Region pointing data:
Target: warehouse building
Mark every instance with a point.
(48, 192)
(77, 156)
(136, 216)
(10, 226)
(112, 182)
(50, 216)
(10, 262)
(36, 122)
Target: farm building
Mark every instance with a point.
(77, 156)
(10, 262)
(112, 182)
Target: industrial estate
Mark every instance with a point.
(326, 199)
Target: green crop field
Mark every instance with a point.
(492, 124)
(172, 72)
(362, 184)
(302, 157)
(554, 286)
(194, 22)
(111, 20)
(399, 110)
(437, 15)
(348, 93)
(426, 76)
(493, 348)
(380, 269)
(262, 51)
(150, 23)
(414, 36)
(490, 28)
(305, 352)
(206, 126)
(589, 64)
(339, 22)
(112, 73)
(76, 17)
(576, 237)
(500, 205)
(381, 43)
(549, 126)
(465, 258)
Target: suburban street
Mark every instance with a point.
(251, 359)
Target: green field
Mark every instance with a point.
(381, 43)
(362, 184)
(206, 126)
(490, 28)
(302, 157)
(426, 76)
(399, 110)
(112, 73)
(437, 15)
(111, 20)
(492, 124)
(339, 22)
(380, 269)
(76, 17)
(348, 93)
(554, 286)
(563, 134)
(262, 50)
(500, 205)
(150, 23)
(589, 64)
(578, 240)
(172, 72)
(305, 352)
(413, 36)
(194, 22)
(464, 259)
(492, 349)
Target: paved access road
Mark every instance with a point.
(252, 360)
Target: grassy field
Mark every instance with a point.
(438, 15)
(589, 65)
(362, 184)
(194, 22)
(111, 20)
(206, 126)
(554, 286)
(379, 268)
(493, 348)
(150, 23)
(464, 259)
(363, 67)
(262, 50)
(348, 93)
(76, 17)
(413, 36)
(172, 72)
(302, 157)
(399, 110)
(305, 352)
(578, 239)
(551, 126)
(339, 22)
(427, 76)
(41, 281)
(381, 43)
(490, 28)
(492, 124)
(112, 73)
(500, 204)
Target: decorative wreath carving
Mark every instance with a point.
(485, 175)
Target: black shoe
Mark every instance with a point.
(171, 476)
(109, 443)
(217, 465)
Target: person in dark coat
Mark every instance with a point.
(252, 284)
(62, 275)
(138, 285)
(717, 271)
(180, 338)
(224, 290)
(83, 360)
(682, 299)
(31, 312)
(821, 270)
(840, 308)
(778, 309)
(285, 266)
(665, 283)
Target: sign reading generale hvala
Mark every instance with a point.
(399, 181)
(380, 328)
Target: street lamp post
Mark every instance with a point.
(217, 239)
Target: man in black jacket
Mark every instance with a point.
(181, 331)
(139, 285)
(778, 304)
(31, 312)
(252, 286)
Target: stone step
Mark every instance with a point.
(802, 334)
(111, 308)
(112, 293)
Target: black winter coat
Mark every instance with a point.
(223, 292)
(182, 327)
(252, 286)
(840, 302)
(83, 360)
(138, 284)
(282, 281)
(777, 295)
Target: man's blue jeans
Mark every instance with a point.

▶ Your instructions
Please transcribe the data shown above in full, exactly as it stands.

▶ Solution to this task
Target: warehouse building
Mark every instance with a point.
(48, 192)
(77, 156)
(136, 216)
(10, 226)
(112, 182)
(50, 216)
(10, 262)
(36, 122)
Target: farm building
Mark every instance with a point.
(77, 156)
(10, 262)
(112, 182)
Target: industrial estate
Mark every instance with a point.
(326, 199)
Target: green crop field
Mark every instance with a point.
(492, 124)
(172, 72)
(362, 184)
(302, 157)
(554, 286)
(194, 22)
(111, 20)
(399, 110)
(437, 15)
(348, 93)
(426, 76)
(493, 348)
(380, 269)
(262, 51)
(150, 23)
(414, 36)
(490, 28)
(305, 352)
(206, 126)
(589, 64)
(339, 22)
(112, 73)
(76, 17)
(576, 237)
(500, 205)
(381, 43)
(549, 126)
(465, 258)
Target: suburban street
Mark every instance with a point.
(251, 359)
Target: green field
Mark every instance with a point.
(381, 43)
(362, 184)
(206, 126)
(490, 28)
(302, 157)
(426, 76)
(399, 110)
(112, 73)
(437, 15)
(111, 20)
(492, 124)
(339, 22)
(380, 269)
(76, 17)
(348, 93)
(554, 286)
(563, 134)
(262, 50)
(500, 205)
(150, 23)
(589, 64)
(578, 240)
(172, 72)
(305, 352)
(413, 36)
(194, 22)
(464, 259)
(492, 349)
Target: paved access road
Mark every instance with a point.
(252, 360)
Target: grassy field
Mark every instance with a point.
(438, 15)
(589, 65)
(362, 184)
(194, 22)
(111, 20)
(206, 126)
(554, 286)
(379, 268)
(493, 348)
(150, 23)
(464, 259)
(363, 67)
(262, 50)
(348, 93)
(76, 17)
(413, 36)
(172, 72)
(302, 157)
(399, 110)
(305, 352)
(578, 239)
(551, 126)
(339, 22)
(427, 76)
(41, 281)
(381, 43)
(490, 28)
(492, 124)
(112, 73)
(500, 204)
Target: decorative wreath carving
Mark every instance with a point.
(485, 175)
Target: black shoe
Mark every instance with a point.
(171, 476)
(109, 443)
(217, 465)
Target: person in dark coat
Mark every instance with a point.
(252, 284)
(62, 275)
(138, 285)
(717, 271)
(180, 338)
(224, 290)
(83, 360)
(682, 299)
(31, 312)
(821, 270)
(840, 308)
(778, 309)
(285, 266)
(665, 283)
Target: sign reading generale hvala
Mark every instance with a point.
(399, 181)
(380, 328)
Target: street lamp post
Mark every instance with a point.
(217, 239)
Target: man in black jacket
Mark every instance with a point.
(181, 331)
(139, 285)
(778, 304)
(31, 312)
(252, 286)
Target: stone step
Mark every instance with a point.
(802, 334)
(111, 308)
(112, 293)
Target: black winter coat
Mark every instance with a point.
(223, 292)
(182, 327)
(252, 286)
(840, 302)
(83, 360)
(138, 284)
(282, 281)
(777, 295)
Target: man's blue jeans
Mark every instance with a point.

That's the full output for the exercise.